Text under study:
Saturday, December 08, 2007
Katie and Peter: the saviours of primetime TV!
Lavinia's insistance that Rupert Everett has had a facelift (if true the poppet should demand a refund) reminds me that I wanted to pay tribute to Katie & Peter Unleashed, the brilliant ITV2 chatshow hosted by Jordan's alter ego Katie Price and her horny husband Peter Andre. Very sadly it ended last night. I demand that ITV recommision the series immediately, relocate it to ITV1, schedule it for Saturday evenings (after The X Factor leaves a gaping wound) and lengthen it from one to two hours. Without doubt Katie and Peter are the future of variety entertainment (primetime).
Rupes was most charmed by Katie last night - and normally he is a swine to interview. It's true they had bonded during an OK! mag interview some time past, when just about every sexual permutation was touched upon, but her innate and charming impertinence is sooooooo winning. Everett only ever seems to open up to guerilla incursion, probably because he is a fantastic reprobate himself: it's a case of entertainment homeopathy, like treats like. If he doesn't like his questioner he sinks into an insolent torpor: many a TV sofa has ended up resembling a crypt beneath his restless arse-cheeks.
Katie is not a showbiz pro and never will be (thank God), but she has that rare thing - no side at all. She is Lorraine Kelly's bitch sister - a total must-watch natural in front of the cameras. You feel she could say anything or do anything on a militant whim: to retain that edginess in the feathered pillow of processed TV is amazing and should be fully exploited (she is of course a Gemini).
Andre is the perfect foil. He is the show condom, a lubricant and a defence: he could narrate a WW2 doc, the Eurovision Song Contest or a royal funeral without a pause. Talking is his natural condition, he keeps up the show motion, eyes a-glow with the latest daffy, soon-forgotten thought. You feel safe in his hands while Katie hums with harmful kinetic potential: it's a balance forged in many a domestic row and subsequent bedroom make up; and the show is the beneficiary of this frisson. They are that rare entertainment couple: they make heterosexuality seem rather interesting.
I like the flips between behind-the-scenes and before-camera: how the pair looked disappointed when the brilliant comic Alan Carr pulled out and was replaced by the too-normal, bearded, Roland Rivron - "Who's he?" asked Katie. Fantastic. Rupes gazed at Rivron with slight but tolerant bemusement as the comic out-talked Pete and tried too hard: but they (Rivron and Rupes) bonded during the tats bit. I knew who Rupes had his eye on.

Information provided:
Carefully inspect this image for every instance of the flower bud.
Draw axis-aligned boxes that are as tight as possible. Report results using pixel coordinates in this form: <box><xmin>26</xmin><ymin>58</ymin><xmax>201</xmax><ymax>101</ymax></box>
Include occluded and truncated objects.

Brief: Please name the guest who replaced Alan Carr after he pulled out, according to the post praising Katie & Peter Unleashed.

Answer below: Roland Rivron